THE EXERCISE:
Starting at the first line of the items and ending at the line that contains "point(234, 77)", both included, write every line out again with the requests unchanged. Multiply each point coordinate in the answers by 2.35, rounding to the nearest whole number with halves going up.

INPUT ROWS:
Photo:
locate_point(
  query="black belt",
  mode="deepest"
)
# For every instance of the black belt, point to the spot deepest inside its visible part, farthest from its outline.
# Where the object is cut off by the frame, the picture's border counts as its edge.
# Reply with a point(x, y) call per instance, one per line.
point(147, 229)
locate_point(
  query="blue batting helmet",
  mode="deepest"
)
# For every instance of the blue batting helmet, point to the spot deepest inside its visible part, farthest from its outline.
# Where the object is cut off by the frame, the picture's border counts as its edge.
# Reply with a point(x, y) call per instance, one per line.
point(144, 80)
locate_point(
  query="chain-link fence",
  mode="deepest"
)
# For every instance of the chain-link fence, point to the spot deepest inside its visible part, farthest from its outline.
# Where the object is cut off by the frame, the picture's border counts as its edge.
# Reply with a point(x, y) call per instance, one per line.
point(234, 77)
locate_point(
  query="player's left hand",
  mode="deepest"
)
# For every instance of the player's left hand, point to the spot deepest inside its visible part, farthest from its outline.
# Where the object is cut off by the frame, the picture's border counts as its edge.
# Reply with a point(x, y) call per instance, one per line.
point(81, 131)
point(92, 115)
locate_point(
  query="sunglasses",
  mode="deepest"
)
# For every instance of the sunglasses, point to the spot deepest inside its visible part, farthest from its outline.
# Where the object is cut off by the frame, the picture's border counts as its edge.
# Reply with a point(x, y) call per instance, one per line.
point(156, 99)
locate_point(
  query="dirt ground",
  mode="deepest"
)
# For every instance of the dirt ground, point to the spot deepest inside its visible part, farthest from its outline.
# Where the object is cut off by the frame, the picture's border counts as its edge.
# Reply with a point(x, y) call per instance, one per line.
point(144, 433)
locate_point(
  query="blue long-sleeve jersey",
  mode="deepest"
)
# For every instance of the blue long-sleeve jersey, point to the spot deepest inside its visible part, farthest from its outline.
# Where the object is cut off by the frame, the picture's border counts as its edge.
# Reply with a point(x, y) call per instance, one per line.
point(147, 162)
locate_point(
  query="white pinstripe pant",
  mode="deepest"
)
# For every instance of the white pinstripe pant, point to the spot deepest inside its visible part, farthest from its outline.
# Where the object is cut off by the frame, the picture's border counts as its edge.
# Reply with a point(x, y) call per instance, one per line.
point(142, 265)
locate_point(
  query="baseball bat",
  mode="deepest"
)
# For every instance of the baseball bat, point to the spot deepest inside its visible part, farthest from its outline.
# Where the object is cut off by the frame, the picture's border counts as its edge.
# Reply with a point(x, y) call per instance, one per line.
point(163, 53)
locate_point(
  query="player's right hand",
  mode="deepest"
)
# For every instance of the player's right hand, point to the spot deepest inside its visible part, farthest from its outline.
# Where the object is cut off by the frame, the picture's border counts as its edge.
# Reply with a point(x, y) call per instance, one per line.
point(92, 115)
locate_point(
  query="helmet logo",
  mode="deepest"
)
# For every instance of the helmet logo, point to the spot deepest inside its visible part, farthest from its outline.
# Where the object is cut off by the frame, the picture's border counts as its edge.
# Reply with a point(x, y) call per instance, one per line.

TASK ANSWER:
Photo:
locate_point(
  query="black belt",
  mode="deepest"
)
# For every instance of the black belt, point to the spot deepest inside its visible part, farthest from its outline.
# Where the object is cut off by the frame, the picture's border counts as its edge.
# Reply with a point(x, y) call per instance, one per line.
point(345, 538)
locate_point(
  query="blue batting helmet",
  mode="deepest"
)
# For every instance of the blue batting helmet, point to the spot deepest inside its visible part, farthest from its outline.
# Where the object is cut off by the frame, the picture's border counts as its edge.
# Reply with a point(x, y) call per instance, one per line.
point(338, 188)
locate_point(
  query="chain-link fence",
  mode="deepest"
)
# For every instance of the chain-link fence, point to the spot deepest inside its visible part, farthest from its outline.
# Where the object is cut off by the frame, the picture's border counts as its edge.
# Reply with a point(x, y) call per instance, one per line.
point(550, 181)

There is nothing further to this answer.